About this exercise
Beginning with the line that contains "Expected behaviour: for every instance of the window pane", transcribe every line through the end of the entries exactly as written, and reproduce nothing else.

########################################

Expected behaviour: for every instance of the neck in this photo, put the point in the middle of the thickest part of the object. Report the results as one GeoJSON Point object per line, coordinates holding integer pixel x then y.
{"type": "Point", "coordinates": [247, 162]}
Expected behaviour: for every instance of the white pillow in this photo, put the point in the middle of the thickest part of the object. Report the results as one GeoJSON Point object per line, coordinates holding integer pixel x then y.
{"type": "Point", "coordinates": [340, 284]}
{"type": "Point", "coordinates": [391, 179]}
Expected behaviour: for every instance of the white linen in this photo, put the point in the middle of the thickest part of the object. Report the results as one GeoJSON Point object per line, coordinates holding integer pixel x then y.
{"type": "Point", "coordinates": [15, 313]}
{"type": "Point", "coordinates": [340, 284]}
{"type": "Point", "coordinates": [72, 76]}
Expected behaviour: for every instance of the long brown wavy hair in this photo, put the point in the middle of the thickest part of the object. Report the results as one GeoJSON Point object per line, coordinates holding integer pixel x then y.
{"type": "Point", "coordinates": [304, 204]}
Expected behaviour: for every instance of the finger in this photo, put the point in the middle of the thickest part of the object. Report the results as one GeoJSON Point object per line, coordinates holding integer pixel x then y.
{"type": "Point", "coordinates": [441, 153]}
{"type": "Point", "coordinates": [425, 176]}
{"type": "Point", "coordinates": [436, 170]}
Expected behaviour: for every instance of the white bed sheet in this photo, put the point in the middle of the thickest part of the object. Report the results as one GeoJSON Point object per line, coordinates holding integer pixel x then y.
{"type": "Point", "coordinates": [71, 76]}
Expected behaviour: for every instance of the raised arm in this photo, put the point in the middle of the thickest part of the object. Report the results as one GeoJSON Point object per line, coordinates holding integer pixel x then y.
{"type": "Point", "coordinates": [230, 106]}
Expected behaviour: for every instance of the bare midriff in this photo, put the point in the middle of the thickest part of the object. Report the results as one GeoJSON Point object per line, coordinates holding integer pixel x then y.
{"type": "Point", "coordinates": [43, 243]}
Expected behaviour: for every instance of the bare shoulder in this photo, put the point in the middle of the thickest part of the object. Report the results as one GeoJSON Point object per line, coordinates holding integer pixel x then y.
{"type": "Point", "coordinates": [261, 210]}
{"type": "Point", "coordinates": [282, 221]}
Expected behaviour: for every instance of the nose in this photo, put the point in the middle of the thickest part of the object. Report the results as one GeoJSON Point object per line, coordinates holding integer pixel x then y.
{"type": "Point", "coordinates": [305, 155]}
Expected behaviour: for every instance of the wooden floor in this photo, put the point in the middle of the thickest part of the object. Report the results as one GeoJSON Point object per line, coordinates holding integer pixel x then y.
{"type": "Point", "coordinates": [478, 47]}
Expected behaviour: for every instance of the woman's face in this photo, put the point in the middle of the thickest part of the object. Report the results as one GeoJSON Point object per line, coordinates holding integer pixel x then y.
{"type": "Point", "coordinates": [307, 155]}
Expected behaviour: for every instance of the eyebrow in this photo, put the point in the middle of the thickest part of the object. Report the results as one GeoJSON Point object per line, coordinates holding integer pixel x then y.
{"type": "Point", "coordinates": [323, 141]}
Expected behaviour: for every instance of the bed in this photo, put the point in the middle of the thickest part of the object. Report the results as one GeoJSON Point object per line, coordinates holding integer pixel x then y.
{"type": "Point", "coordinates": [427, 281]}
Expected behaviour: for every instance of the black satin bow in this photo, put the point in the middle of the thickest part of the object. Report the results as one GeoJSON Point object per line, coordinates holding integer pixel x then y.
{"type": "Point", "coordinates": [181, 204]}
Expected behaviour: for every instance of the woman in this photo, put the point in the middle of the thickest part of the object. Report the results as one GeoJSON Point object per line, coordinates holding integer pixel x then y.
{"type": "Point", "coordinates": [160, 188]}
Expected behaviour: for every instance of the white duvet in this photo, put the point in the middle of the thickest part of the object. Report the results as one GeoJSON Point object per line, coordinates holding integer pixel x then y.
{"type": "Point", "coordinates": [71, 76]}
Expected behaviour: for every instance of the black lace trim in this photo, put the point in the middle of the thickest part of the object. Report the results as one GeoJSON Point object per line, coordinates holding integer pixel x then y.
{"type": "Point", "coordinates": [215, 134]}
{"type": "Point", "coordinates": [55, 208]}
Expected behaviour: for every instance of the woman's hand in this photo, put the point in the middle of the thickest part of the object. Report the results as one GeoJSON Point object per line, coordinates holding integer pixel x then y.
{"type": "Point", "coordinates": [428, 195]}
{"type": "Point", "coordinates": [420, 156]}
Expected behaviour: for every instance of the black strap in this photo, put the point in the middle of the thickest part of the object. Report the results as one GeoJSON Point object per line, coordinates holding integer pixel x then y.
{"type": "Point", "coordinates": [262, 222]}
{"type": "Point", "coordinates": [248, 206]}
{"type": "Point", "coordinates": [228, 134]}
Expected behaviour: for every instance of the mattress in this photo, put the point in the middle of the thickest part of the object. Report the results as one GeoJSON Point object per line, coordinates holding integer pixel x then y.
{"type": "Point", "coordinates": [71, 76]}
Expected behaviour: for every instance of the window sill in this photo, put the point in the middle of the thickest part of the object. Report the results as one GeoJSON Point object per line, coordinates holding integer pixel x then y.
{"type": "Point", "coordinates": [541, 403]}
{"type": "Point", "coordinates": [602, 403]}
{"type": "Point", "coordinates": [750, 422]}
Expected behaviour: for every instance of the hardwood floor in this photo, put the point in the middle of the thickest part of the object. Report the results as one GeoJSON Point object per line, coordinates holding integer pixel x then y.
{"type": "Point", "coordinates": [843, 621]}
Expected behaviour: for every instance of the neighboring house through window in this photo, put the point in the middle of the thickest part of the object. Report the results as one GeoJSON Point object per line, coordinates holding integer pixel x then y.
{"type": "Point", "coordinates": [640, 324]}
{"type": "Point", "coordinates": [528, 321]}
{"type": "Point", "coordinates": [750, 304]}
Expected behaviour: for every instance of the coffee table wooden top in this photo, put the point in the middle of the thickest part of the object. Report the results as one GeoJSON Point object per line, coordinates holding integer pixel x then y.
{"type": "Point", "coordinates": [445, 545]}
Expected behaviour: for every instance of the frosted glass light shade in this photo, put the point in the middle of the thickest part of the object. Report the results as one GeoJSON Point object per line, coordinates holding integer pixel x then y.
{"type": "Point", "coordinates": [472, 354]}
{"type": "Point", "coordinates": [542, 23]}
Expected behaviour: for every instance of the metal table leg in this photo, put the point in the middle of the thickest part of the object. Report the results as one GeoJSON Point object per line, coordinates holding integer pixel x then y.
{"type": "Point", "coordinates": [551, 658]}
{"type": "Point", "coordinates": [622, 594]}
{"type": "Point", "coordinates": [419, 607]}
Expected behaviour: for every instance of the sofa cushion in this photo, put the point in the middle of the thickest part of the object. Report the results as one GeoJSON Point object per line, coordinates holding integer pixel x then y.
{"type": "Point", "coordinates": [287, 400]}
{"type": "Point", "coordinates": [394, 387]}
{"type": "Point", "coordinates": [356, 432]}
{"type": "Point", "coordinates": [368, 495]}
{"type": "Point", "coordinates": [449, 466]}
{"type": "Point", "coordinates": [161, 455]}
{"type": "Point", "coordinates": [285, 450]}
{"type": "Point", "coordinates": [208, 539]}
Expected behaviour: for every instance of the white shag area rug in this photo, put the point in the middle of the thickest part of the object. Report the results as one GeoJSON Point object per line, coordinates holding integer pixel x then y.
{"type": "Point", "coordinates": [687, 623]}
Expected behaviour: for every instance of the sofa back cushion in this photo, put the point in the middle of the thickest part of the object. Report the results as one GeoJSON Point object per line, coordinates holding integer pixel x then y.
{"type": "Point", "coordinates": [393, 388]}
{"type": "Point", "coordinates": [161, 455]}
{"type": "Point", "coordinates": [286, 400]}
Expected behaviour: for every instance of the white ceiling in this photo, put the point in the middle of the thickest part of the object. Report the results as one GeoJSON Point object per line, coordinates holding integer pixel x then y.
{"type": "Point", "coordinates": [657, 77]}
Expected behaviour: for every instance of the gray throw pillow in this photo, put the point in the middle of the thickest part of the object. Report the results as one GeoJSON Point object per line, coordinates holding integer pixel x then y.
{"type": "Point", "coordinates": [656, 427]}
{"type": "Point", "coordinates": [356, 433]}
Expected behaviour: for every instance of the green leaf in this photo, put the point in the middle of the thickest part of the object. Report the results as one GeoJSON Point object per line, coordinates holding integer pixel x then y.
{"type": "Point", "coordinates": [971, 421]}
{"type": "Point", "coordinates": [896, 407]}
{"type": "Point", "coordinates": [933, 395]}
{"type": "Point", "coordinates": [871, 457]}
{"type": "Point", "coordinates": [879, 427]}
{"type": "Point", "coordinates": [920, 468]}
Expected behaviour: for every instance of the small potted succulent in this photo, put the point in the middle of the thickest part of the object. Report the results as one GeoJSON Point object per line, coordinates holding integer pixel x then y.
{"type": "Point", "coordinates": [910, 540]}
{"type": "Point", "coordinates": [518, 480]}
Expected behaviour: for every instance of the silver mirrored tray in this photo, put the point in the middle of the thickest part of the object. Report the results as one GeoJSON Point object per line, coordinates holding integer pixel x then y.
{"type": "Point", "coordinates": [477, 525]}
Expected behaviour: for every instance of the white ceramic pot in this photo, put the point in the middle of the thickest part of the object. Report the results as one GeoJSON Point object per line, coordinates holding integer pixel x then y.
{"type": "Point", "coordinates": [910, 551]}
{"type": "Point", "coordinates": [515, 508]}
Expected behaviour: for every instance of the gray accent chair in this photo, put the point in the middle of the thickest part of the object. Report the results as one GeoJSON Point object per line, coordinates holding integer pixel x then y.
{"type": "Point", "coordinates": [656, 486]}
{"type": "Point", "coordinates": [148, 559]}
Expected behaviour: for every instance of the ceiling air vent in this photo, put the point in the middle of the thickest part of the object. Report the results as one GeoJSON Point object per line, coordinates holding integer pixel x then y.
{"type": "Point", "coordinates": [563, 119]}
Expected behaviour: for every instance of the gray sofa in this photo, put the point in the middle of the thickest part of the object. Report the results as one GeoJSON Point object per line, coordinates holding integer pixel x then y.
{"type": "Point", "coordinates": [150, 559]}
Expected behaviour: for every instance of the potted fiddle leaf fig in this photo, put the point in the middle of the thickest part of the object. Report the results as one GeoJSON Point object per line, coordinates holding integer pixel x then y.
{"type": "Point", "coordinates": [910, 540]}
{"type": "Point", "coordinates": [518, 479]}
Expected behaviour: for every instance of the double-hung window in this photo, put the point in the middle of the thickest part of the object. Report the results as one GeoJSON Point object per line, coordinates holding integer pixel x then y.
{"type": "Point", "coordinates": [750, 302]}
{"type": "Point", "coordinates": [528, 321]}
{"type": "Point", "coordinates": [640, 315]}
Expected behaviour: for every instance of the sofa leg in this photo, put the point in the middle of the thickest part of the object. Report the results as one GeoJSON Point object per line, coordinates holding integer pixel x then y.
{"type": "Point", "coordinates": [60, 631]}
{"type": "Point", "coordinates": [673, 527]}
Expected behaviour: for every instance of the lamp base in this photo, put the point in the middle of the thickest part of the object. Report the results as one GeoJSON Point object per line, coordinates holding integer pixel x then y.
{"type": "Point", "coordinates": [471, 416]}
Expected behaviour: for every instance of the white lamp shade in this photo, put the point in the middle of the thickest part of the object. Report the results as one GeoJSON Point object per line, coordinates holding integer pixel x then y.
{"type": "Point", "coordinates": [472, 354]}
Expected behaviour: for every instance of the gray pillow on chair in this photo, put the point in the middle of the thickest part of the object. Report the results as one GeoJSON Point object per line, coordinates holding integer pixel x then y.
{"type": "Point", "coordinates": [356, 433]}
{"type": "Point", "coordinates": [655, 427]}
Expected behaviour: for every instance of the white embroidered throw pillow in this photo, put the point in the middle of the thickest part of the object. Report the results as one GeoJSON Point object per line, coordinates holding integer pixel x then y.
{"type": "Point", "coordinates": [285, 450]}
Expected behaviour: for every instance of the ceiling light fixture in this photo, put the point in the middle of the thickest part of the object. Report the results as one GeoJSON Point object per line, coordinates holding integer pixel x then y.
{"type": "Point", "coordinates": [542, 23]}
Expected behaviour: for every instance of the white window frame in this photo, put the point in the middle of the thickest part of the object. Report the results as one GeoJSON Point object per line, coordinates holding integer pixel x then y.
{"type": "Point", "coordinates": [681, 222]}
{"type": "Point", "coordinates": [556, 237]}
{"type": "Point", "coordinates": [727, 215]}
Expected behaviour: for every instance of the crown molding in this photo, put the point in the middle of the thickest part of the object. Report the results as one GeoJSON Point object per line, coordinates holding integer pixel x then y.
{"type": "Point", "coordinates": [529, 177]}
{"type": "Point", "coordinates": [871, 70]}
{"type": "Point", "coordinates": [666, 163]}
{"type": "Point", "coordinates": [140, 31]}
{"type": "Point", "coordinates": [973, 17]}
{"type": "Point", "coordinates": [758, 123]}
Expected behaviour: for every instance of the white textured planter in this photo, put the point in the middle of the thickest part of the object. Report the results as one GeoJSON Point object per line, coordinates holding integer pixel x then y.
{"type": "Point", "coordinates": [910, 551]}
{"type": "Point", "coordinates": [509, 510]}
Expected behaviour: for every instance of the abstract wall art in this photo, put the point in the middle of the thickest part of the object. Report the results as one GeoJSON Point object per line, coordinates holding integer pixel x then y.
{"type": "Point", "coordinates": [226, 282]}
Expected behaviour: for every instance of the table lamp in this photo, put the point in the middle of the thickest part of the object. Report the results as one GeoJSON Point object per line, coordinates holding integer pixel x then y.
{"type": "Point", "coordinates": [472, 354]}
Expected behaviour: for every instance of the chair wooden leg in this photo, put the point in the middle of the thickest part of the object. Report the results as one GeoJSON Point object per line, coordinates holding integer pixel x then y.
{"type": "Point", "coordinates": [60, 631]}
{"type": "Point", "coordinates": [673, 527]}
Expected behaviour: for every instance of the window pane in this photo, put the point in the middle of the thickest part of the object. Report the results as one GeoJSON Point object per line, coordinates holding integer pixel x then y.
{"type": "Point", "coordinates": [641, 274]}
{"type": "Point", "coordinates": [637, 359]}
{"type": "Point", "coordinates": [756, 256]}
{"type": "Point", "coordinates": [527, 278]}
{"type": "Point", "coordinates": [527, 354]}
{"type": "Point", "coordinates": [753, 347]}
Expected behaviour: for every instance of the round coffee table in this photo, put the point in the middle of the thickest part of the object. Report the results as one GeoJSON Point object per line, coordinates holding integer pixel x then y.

########################################

Output below
Expected behaviour: for every instance of the window pane in this photo, put the point in the middle of the thickest part of the object. Report the results as one GeoJSON Point object per line, coordinates holding integer pixel x then y.
{"type": "Point", "coordinates": [641, 274]}
{"type": "Point", "coordinates": [637, 359]}
{"type": "Point", "coordinates": [756, 256]}
{"type": "Point", "coordinates": [527, 278]}
{"type": "Point", "coordinates": [527, 354]}
{"type": "Point", "coordinates": [753, 347]}
Expected behaviour: for every instance of the round coffee table in this photo, put the point in the middle of the thickest part of the object. Report the results as one GeoJSON Point object per line, coordinates holding integer pixel x then y.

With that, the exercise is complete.